__Work task__: Below are the entries; set down each of them exactly.

__Source information__:
——

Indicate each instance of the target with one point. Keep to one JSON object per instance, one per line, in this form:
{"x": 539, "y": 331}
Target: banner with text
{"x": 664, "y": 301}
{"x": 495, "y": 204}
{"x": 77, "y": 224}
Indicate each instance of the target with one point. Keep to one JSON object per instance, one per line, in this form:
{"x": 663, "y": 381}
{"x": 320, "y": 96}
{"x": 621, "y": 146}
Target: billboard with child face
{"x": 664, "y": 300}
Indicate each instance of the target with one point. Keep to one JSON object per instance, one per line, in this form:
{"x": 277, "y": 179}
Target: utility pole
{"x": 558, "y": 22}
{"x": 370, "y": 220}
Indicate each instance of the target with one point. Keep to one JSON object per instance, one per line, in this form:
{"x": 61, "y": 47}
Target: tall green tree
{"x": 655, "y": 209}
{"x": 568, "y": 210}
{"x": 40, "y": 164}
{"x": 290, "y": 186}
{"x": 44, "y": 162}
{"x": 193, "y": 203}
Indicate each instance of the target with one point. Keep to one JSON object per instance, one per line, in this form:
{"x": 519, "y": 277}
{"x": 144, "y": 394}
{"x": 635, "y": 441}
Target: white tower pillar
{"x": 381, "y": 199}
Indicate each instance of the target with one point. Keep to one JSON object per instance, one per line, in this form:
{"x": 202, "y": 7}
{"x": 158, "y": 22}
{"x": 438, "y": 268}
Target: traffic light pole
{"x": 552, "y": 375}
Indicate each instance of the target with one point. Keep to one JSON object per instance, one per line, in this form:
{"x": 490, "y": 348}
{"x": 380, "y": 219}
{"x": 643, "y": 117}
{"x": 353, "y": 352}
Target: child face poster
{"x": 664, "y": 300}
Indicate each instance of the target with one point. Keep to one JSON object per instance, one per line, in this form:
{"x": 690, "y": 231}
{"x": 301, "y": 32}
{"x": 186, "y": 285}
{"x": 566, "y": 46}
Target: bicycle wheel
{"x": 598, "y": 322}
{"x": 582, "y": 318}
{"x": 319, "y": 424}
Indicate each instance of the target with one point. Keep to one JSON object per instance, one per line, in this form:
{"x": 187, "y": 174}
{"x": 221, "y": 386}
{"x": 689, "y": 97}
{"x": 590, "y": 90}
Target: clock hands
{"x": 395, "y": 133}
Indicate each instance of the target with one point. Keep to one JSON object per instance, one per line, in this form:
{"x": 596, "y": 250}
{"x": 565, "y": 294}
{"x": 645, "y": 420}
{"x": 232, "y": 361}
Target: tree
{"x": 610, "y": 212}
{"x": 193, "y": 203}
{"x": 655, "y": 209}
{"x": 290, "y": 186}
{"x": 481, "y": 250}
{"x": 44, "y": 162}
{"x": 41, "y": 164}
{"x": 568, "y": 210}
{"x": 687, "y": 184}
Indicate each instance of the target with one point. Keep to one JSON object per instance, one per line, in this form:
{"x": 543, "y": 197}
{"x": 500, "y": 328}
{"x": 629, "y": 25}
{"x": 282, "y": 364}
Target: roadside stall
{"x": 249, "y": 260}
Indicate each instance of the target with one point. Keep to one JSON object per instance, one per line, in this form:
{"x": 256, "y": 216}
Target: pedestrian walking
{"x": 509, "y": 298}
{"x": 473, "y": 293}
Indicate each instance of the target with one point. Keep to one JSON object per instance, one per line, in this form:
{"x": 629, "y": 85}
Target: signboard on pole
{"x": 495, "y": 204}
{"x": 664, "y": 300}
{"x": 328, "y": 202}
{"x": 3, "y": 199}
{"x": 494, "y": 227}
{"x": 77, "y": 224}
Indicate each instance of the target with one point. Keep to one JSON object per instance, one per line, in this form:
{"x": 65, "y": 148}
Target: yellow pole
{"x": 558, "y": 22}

——

__Solution to this task__:
Indicate each instance of the target with one point. Keep to one JSON object per instance, one per line, in this form:
{"x": 539, "y": 331}
Target: banner with text
{"x": 664, "y": 301}
{"x": 495, "y": 204}
{"x": 77, "y": 224}
Indicate each instance of the target with one point. Keep to one JSON object per instance, one per line, in this form:
{"x": 663, "y": 381}
{"x": 320, "y": 96}
{"x": 621, "y": 146}
Target: billboard with child face
{"x": 664, "y": 300}
Indicate each instance of the target with one point. Keep to one JSON object per instance, one per line, in this form:
{"x": 277, "y": 179}
Target: utility pole
{"x": 558, "y": 22}
{"x": 370, "y": 220}
Indicate each instance of the target with one point. Keep to one JSON object per instance, one per line, in this form:
{"x": 61, "y": 47}
Target: tall green tree
{"x": 655, "y": 209}
{"x": 568, "y": 210}
{"x": 40, "y": 164}
{"x": 290, "y": 186}
{"x": 44, "y": 162}
{"x": 193, "y": 203}
Indicate each instance of the target with one point. Keep to one JSON object per instance, one per line, in this form:
{"x": 519, "y": 277}
{"x": 144, "y": 394}
{"x": 635, "y": 441}
Target: white tower pillar
{"x": 381, "y": 199}
Indicate each instance of the target with one point. Keep to one JSON object per instance, one per line, in this form:
{"x": 202, "y": 7}
{"x": 158, "y": 22}
{"x": 438, "y": 268}
Target: traffic light pole
{"x": 552, "y": 375}
Indicate each instance of the target with one point. Keep to one JSON object per instance, one per line, in this form:
{"x": 490, "y": 348}
{"x": 380, "y": 219}
{"x": 643, "y": 117}
{"x": 353, "y": 352}
Target: child face poster
{"x": 664, "y": 300}
Indicate each instance of the target with one point. Keep to one JSON object per instance, one per line, in this form:
{"x": 690, "y": 231}
{"x": 301, "y": 32}
{"x": 186, "y": 285}
{"x": 566, "y": 46}
Target: bicycle wheel
{"x": 598, "y": 322}
{"x": 582, "y": 318}
{"x": 319, "y": 424}
Indicate each instance of the target with one point. Keep to one JSON object per instance, one per line, in this form:
{"x": 187, "y": 174}
{"x": 221, "y": 386}
{"x": 689, "y": 97}
{"x": 590, "y": 90}
Target: clock hands
{"x": 395, "y": 133}
Indicate each instance of the target with one point. Keep to one JSON object per instance, one per line, in this form:
{"x": 596, "y": 250}
{"x": 565, "y": 294}
{"x": 645, "y": 420}
{"x": 232, "y": 361}
Target: tree
{"x": 610, "y": 212}
{"x": 193, "y": 203}
{"x": 655, "y": 209}
{"x": 290, "y": 186}
{"x": 481, "y": 250}
{"x": 44, "y": 162}
{"x": 41, "y": 164}
{"x": 568, "y": 210}
{"x": 687, "y": 184}
Indicate each instance of the target with one point. Keep to one JSON object per instance, one per line, in this form:
{"x": 543, "y": 197}
{"x": 500, "y": 328}
{"x": 629, "y": 25}
{"x": 282, "y": 364}
Target: roadside stall
{"x": 249, "y": 260}
Indicate each instance of the target with one point. Keep to one JSON object per instance, one per line, in this form:
{"x": 256, "y": 216}
Target: pedestrian walking
{"x": 509, "y": 298}
{"x": 473, "y": 293}
Indicate each instance of the target with one point. Keep to one JSON object per instance, one per line, in this form:
{"x": 629, "y": 85}
Target: signboard on pole
{"x": 495, "y": 204}
{"x": 664, "y": 300}
{"x": 328, "y": 202}
{"x": 3, "y": 199}
{"x": 494, "y": 227}
{"x": 77, "y": 224}
Indicate each instance of the target with one point. Keep to one JSON object per instance, one per line, in this form:
{"x": 65, "y": 148}
Target: yellow pole
{"x": 558, "y": 22}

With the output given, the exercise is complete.